[WHAT TO DO]
Take each line below that has "pole" and copy it.

━━━━━━━━

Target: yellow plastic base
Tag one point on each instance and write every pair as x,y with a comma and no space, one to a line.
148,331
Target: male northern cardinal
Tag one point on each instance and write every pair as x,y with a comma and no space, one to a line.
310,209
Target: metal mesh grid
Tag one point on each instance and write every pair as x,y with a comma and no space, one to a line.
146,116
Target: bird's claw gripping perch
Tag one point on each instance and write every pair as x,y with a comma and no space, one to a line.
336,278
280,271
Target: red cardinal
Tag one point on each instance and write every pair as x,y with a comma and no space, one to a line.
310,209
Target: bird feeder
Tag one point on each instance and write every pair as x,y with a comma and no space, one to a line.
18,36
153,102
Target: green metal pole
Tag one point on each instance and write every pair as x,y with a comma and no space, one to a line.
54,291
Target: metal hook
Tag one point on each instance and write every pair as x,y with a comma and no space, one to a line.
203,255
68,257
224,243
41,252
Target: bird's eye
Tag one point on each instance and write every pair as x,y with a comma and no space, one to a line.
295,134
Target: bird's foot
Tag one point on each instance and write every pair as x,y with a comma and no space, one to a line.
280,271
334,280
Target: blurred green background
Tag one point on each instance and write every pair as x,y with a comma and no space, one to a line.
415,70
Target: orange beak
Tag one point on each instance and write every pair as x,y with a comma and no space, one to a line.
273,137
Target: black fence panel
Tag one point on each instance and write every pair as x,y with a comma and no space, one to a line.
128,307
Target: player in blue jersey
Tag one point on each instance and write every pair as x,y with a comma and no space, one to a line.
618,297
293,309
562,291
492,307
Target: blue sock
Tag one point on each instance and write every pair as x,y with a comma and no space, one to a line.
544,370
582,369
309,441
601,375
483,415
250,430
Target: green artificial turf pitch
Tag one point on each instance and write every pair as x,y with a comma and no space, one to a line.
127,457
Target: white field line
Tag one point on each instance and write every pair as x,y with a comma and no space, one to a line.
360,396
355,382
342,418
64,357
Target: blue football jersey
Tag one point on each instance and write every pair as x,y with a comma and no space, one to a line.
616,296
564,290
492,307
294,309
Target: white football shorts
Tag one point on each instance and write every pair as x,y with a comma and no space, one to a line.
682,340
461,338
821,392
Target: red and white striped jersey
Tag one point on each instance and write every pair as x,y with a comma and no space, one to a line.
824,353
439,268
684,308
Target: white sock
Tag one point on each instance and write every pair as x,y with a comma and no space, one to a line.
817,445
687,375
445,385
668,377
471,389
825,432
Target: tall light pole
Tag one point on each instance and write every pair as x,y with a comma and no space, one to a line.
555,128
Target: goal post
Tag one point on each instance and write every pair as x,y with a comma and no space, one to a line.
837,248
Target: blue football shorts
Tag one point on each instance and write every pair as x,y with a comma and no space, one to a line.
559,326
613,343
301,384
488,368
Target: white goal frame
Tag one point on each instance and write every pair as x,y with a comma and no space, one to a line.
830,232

━━━━━━━━

[REPLY]
Target: green metal pole
Target: tall light pole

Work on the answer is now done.